Collected data entries:
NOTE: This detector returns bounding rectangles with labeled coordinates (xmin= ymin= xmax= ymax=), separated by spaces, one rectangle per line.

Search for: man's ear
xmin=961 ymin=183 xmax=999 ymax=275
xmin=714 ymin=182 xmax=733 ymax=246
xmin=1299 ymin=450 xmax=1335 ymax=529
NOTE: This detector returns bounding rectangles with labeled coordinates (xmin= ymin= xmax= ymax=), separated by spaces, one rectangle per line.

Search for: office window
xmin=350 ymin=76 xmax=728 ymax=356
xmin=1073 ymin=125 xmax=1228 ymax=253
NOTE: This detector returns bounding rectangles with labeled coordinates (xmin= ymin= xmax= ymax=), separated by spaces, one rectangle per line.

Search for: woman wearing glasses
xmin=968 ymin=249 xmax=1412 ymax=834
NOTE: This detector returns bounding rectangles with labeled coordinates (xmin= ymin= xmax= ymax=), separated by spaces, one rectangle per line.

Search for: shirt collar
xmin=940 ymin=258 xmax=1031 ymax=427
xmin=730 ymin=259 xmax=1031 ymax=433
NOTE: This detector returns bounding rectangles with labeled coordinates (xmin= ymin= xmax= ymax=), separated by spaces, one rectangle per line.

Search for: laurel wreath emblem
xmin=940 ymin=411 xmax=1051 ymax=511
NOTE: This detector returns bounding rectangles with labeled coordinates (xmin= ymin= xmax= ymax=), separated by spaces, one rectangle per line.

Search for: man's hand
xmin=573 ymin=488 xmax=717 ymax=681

_THE EXERCISE_
Identify every line in the items above that contains the string "Search", and copy each such line. Case counts.

_FINISHED EXERCISE_
Search for: man's ear
Search for: office window
Search for: woman wearing glasses
Search for: shirt collar
Search for: laurel wreath emblem
Search for: man's hand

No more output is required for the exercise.